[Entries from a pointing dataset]
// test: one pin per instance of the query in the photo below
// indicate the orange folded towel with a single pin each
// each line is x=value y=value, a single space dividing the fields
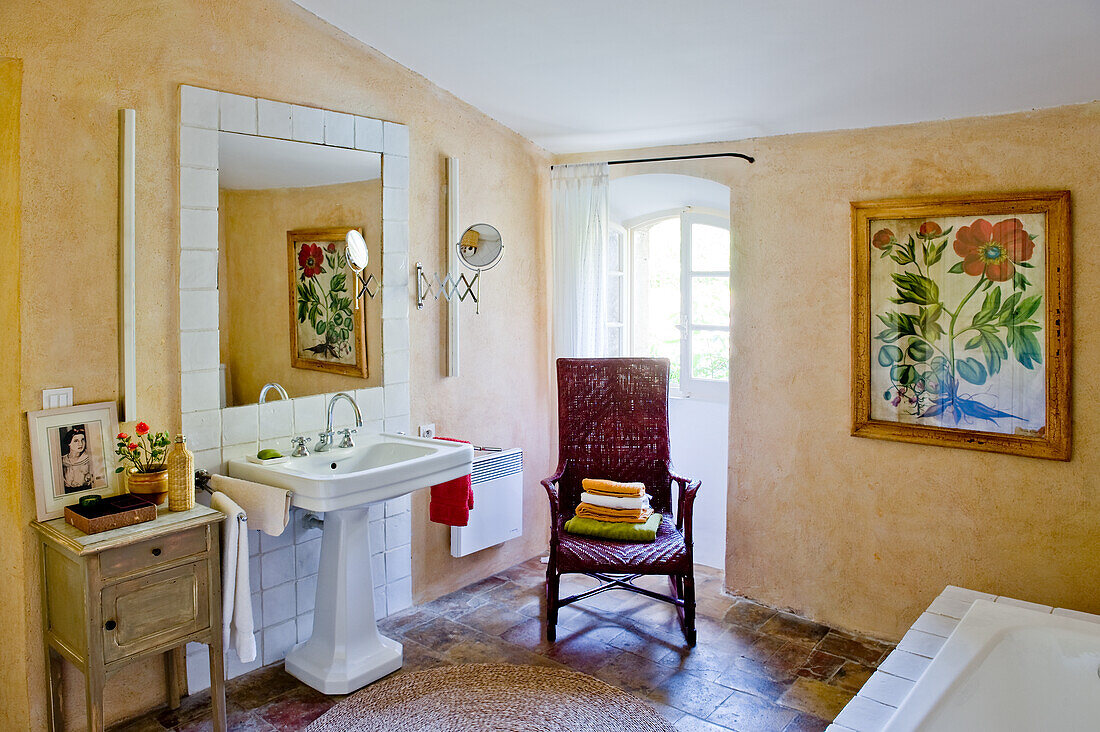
x=613 y=488
x=614 y=515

Required task. Convert every line of the entries above into a JSON list of strings, one string per line, and skip any blank lines. Leave the pictures out of your answer.

Answer to the exercise.
[
  "// test: one pin per instance of the query in the photo below",
  "// indicate the orange folded towel with a single pin each",
  "// each line is x=value y=value, a single space dividing the fields",
  "x=613 y=488",
  "x=614 y=515"
]